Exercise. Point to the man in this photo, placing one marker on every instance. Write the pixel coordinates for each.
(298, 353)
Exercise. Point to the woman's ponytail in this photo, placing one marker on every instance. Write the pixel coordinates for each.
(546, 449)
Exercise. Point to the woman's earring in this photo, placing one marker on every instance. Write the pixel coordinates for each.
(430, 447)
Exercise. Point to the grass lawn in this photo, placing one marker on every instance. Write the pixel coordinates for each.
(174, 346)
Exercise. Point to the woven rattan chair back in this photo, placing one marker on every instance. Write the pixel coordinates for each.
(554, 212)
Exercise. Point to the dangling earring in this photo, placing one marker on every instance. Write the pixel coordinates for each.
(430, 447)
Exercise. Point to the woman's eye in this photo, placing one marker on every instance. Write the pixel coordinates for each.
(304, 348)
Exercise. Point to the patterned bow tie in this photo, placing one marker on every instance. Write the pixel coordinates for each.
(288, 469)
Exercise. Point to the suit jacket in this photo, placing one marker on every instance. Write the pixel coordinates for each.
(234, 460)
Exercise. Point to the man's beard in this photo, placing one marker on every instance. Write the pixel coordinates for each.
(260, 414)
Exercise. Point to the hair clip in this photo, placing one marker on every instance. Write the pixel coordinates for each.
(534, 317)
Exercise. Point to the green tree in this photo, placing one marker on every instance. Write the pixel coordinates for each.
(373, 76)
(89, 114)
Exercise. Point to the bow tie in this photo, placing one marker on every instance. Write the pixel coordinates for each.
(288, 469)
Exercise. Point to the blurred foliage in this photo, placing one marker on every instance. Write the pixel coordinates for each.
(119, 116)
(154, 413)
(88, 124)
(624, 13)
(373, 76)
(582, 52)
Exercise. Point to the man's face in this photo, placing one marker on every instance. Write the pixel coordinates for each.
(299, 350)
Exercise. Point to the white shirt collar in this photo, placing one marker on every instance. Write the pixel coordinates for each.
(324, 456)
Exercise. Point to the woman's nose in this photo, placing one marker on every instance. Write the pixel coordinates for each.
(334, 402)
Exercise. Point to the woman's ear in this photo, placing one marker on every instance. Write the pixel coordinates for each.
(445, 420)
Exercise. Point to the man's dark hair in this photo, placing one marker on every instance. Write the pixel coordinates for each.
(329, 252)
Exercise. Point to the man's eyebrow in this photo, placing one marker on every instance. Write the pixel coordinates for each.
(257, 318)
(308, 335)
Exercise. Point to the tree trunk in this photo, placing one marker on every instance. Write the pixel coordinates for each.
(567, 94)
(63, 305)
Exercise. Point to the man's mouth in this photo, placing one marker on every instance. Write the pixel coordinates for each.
====
What you have to do
Please rewrite all the lines above as a numbered list, leaving out any blank lines.

Result
1. Exercise. Point to the man in this photo, placing one marker on every instance. Write the pixel coordinates for each.
2. (298, 353)
3. Exercise. Point to the woman's ponytail in this photo, placing one marker on every instance. Write the pixel coordinates for each.
4. (546, 449)
5. Exercise. Point to the woman's earring in this photo, placing one marker on every instance. Write the pixel coordinates for each.
6. (430, 447)
7. Exercise. Point to the grass lawn in this photo, placing one marker on every instance. Write the pixel coordinates for each.
8. (174, 346)
9. Exercise. Point to the woven rattan chair back in this photo, placing one marker on every instance. Write the pixel coordinates for each.
10. (554, 212)
11. Exercise. Point to the dangling earring in this photo, placing one marker on every instance. Write the pixel coordinates for each.
12. (430, 447)
13. Exercise. Point to the woman's eye in this photo, placing one marker on every instance. Write the pixel coordinates for each.
14. (304, 348)
15. Exercise. Point to the patterned bow tie in this photo, placing one marker on every instance. Write the pixel coordinates for each.
16. (288, 469)
17. Exercise. Point to the suit jacket in this photo, placing one marker on every instance. Write the pixel coordinates for each.
18. (234, 460)
19. Exercise. Point to the man's beard in this photo, placing one marker on every instance. Write the pixel coordinates for each.
20. (260, 414)
21. Exercise. Point to the hair clip in this photo, placing one marker on every instance. Write the pixel coordinates for each.
22. (534, 317)
23. Exercise. Point to the green tree in this photo, placing one marker on every instance. Write the pixel coordinates for each.
24. (373, 76)
25. (89, 114)
26. Exercise. Point to the bow tie in this photo, placing one marker on every instance. Write the pixel coordinates for each.
27. (288, 469)
28. Exercise. Point to the blurred foliage in this photo, placing one marker on every instance. Write the pixel coordinates for each.
29. (119, 116)
30. (154, 413)
31. (88, 124)
32. (624, 13)
33. (373, 76)
34. (582, 52)
35. Exercise. Point to the man's face in this photo, placing one marker on every instance. Write the pixel coordinates for each.
36. (299, 350)
37. Exercise. Point to the white shirt collar in this photo, placing one marker on every instance. Write the pixel coordinates for each.
38. (324, 456)
39. Exercise. Point to the woman's nose in this photo, placing one marker on every instance. Write the pixel coordinates for each.
40. (334, 402)
41. Exercise. Point to the woman's ear in this photo, placing one marker on every instance. Write the pixel coordinates for each.
42. (445, 420)
43. Exercise. Point to the man's dark hair in this photo, placing one marker on every instance. Write the pixel coordinates for each.
44. (329, 252)
45. Exercise. Point to the man's eyebrow in this photo, placing one marker on every instance. Write the pixel coordinates for each.
46. (257, 318)
47. (308, 335)
48. Exercise. Point to the tree trunk in this photo, placing one marker on every instance. Write the pixel coordinates for each.
49. (567, 94)
50. (63, 305)
51. Exercise. Point to the man's mouth in this photo, placing one marker on every instance. Write the pixel coordinates for each.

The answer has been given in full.